To do ▸
In the data below, change every occurrence of "set a point" to "place a marker" and reproduce all lines with nothing else altered.
◇ ◇ ◇ ◇ ◇
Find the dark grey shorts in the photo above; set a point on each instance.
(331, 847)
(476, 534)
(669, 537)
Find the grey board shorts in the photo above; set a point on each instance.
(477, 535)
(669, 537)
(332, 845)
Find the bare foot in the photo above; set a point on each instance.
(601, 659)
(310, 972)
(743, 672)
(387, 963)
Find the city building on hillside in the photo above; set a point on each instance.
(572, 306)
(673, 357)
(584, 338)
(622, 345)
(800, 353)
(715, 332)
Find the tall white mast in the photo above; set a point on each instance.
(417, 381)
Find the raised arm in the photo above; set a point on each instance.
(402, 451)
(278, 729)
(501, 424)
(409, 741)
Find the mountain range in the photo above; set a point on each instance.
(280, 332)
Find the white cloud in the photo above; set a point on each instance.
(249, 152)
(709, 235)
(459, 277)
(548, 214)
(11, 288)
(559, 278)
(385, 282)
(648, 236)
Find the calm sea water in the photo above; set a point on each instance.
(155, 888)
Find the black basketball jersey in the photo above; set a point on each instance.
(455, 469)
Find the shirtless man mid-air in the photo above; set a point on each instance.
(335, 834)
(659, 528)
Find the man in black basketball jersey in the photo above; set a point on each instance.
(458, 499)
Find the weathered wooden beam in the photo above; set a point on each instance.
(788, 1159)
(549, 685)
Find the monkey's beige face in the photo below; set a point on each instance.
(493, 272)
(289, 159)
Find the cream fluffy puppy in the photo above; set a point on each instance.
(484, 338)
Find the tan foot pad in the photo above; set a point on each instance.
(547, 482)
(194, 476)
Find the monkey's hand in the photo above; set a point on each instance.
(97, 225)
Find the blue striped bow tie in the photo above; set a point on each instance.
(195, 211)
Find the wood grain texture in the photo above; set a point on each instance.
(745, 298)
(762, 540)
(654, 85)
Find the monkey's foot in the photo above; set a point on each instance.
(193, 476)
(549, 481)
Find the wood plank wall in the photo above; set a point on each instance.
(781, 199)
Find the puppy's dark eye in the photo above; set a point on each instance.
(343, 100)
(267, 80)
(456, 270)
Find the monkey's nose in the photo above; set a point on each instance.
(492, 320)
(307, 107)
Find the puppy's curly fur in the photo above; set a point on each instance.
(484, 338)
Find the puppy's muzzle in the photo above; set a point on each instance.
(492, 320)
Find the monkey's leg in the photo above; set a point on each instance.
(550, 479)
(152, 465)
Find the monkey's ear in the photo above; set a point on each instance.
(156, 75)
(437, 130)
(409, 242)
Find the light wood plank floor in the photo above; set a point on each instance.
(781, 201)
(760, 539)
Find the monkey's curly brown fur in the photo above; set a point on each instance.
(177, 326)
◇ ◇ ◇ ◇ ◇
Written response ▸
Find the dark grey shorts in the photo above; place a marker on each instance.
(331, 847)
(476, 534)
(669, 537)
Find the grey board shorts in the photo above; place a marker on each instance.
(477, 535)
(669, 537)
(332, 845)
Find the bare foot in the photo above; place a marker on each instance.
(601, 659)
(310, 972)
(743, 672)
(387, 963)
Find the city building on hillside in the photo above; place a marker on each instance.
(572, 306)
(673, 357)
(584, 338)
(622, 345)
(800, 353)
(715, 332)
Find the tall white mast in the photo above; place a marker on each instance.
(417, 381)
Find the raised arm in the photo above; place a marker on each instance.
(402, 451)
(278, 729)
(501, 424)
(409, 741)
Find the mountain range in the photo above; place a marker on each instance.
(280, 332)
Find the white cloud in the photo above; place a marker on each instance.
(249, 152)
(709, 235)
(459, 277)
(548, 214)
(11, 288)
(559, 278)
(385, 282)
(648, 236)
Find the calm sea water in the photo above; place a marker on each instance.
(155, 888)
Find the black basketball jersey in the photo above; place a marker on each instance.
(455, 469)
Find the shirtless man mid-air in the photo above; place a marker on each instance.
(335, 834)
(659, 528)
Find the man in black basketball jersey in the photo above; place a marker on each instance.
(458, 499)
Find the weathered wooden beam in the photo above; place a marker on each instance.
(788, 1159)
(549, 685)
Find the monkey's beige face in the photo below; place a marker on each instance.
(493, 272)
(289, 159)
Find the cream fluffy puppy in the photo above; place a marker on each instance.
(484, 338)
Find the tan foot pad in the photo above; place a marker on each instance.
(547, 482)
(194, 476)
Find the monkey's hand in the photo above; place a marker on each instance.
(97, 225)
Find the blue striped bow tie in the photo above; place a marker on each instance.
(195, 211)
Find the wood grain texture in the photo above; place a marker on each instance.
(745, 298)
(762, 540)
(654, 85)
Find the monkey's foot in the photo above; place a marker on each instance.
(193, 476)
(549, 481)
Find the wood plank wall in the photo above; place a marker on each instance.
(781, 199)
Find the puppy's dark eye in the photo above; place a marker on each instance.
(343, 100)
(267, 80)
(456, 270)
Find the monkey's nose in the photo above; place a marker on each instance.
(492, 320)
(307, 107)
Find the puppy's curly fur in the photo above; place a marker on each instance.
(484, 338)
Find the puppy's muzzle in the photo above; place a marker on each instance.
(492, 320)
Find the monkey's leg in the photo above; place a marker on each instance.
(550, 479)
(152, 465)
Find the monkey's ear in the photo above; place a marker on each instance.
(156, 75)
(437, 130)
(409, 242)
Find the light wood plank floor in the photo above; place a marker on each instance.
(781, 201)
(760, 539)
Find the monkey's curly brown fur in the photo above; place a marker on each instance.
(177, 326)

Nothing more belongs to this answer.